Pictures stay out of the copy; set down each line of the listing below exactly.

====================

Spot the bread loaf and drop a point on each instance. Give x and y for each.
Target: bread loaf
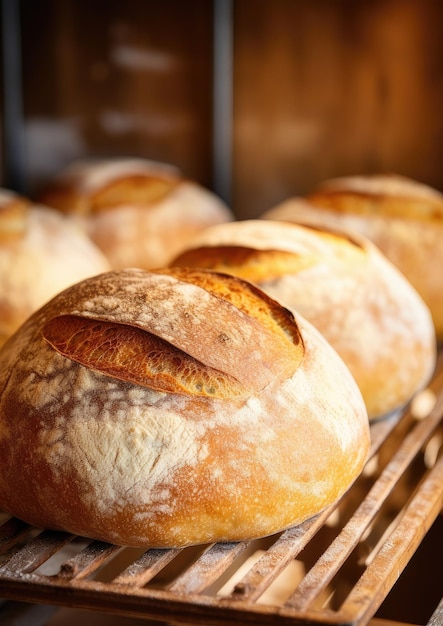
(403, 217)
(41, 253)
(171, 408)
(343, 285)
(140, 213)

====================

Task response:
Spot the bread loaf and drop a point on each instance. Give x and y for each.
Target: bread loaf
(403, 217)
(41, 253)
(171, 408)
(343, 285)
(140, 213)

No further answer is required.